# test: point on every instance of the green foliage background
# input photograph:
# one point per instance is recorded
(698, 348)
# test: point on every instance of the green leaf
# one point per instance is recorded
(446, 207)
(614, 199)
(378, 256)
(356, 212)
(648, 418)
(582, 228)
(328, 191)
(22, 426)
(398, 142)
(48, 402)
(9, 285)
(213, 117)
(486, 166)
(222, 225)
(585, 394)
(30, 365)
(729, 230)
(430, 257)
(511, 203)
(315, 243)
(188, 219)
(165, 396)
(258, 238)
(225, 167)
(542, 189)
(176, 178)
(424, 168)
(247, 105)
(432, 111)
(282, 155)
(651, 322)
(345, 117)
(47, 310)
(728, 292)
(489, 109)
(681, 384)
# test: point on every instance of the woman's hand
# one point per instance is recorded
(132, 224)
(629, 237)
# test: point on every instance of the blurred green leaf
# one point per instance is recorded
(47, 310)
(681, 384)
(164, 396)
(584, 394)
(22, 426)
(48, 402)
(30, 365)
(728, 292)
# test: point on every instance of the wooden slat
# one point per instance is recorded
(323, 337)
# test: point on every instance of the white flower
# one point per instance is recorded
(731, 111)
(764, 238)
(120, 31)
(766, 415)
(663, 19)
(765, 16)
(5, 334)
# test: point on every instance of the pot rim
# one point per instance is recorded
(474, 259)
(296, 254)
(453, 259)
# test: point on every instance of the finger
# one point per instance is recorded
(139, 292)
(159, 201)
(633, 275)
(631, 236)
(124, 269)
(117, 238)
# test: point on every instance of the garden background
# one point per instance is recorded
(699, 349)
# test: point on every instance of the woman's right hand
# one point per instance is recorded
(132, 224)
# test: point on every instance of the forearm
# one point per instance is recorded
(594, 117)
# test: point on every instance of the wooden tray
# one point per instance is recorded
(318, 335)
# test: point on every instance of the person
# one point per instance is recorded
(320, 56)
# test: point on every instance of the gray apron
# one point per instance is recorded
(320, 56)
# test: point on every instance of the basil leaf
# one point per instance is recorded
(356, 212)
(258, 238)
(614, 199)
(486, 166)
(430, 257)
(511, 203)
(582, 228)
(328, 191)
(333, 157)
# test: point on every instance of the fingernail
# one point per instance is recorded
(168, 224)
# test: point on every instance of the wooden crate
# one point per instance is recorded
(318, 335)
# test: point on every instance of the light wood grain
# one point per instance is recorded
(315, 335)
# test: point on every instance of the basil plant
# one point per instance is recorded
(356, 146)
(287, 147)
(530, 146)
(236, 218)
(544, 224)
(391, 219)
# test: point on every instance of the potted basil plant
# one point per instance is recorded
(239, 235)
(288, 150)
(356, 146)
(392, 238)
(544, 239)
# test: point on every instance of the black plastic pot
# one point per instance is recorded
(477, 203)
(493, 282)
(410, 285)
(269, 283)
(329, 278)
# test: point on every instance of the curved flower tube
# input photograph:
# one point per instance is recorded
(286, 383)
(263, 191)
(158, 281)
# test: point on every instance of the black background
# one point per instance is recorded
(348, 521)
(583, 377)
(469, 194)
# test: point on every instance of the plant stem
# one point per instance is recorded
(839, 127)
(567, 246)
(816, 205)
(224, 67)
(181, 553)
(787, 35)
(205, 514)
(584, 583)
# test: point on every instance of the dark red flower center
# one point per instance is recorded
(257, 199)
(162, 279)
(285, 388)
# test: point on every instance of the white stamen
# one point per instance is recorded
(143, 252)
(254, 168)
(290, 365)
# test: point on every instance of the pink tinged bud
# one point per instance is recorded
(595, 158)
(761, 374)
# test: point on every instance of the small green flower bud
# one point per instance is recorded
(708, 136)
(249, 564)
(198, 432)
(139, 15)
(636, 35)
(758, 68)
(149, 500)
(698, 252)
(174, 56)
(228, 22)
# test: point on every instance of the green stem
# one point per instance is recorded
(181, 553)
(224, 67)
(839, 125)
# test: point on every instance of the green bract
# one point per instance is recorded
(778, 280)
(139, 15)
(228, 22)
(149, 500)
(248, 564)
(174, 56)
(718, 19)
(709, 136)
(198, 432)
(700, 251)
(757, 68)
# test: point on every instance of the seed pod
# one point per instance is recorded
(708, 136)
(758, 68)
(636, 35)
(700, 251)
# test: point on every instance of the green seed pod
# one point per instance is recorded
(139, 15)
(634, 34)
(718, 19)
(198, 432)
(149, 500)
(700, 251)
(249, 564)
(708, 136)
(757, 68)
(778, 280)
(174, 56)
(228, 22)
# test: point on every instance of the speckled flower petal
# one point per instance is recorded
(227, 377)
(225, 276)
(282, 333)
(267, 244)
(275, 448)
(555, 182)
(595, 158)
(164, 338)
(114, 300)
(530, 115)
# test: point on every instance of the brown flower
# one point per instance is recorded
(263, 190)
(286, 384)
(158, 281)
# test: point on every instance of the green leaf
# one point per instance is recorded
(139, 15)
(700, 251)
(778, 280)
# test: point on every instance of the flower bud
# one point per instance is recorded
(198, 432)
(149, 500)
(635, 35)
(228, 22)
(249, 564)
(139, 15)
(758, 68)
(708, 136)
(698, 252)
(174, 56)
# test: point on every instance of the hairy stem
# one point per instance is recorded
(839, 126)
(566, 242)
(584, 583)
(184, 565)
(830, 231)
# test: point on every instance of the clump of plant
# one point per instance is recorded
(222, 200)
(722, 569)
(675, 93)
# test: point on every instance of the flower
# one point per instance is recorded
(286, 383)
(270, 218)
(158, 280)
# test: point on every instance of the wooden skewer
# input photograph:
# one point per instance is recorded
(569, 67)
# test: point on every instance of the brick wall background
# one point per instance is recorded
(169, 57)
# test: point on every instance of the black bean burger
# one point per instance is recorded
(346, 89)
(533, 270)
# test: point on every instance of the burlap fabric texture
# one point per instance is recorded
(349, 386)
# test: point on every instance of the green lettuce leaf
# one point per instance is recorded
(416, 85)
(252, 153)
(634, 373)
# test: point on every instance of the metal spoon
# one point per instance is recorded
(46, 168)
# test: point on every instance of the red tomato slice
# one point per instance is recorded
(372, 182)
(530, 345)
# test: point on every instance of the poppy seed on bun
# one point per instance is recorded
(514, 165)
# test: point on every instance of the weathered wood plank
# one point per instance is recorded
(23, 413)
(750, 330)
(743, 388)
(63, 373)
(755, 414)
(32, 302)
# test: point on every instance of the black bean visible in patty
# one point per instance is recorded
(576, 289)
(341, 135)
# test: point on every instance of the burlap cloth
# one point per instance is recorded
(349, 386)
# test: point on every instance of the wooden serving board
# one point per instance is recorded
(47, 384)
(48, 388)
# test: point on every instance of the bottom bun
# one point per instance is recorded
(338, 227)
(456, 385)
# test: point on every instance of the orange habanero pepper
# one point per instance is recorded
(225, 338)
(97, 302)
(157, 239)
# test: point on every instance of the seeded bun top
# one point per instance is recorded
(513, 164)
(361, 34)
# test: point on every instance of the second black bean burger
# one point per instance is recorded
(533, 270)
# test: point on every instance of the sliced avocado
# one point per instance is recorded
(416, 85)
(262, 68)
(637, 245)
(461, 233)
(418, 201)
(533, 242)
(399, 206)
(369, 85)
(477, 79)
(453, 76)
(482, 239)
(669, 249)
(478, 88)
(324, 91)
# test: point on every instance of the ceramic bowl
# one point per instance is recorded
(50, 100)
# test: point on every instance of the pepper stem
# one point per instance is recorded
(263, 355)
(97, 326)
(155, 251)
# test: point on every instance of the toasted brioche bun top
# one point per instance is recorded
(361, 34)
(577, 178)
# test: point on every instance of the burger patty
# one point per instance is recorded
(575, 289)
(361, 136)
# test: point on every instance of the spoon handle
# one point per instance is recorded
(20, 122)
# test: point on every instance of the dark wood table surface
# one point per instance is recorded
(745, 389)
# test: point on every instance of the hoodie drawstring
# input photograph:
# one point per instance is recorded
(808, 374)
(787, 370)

What the task requires
The reply should consist solely of the lines above from the one that has "# test: point on every instance of the burlap fabric" through the one that has "# test: point on every instance of the burlap cloth", reproduced exactly.

Problem solution
# test: point on every instance of the burlap fabric texture
# one point per instance is recorded
(349, 386)
# test: point on every instance of the green lettuce leaf
# one point per instance is recorded
(416, 85)
(252, 153)
(634, 373)
# test: point on every instance of the metal spoon
# one point per instance is recorded
(46, 168)
# test: point on every instance of the red tomato slice
# one point per instance is recorded
(372, 182)
(530, 345)
# test: point on every instance of the poppy seed on bun
# one point per instance is recorded
(514, 165)
# test: point on every instance of the weathered wood plank
# one point per instance is recorded
(23, 413)
(750, 330)
(743, 388)
(63, 373)
(755, 414)
(32, 302)
# test: point on every instance of the black bean visible in patty
# one point per instance is recorded
(576, 289)
(341, 135)
# test: point on every instance of the burlap cloth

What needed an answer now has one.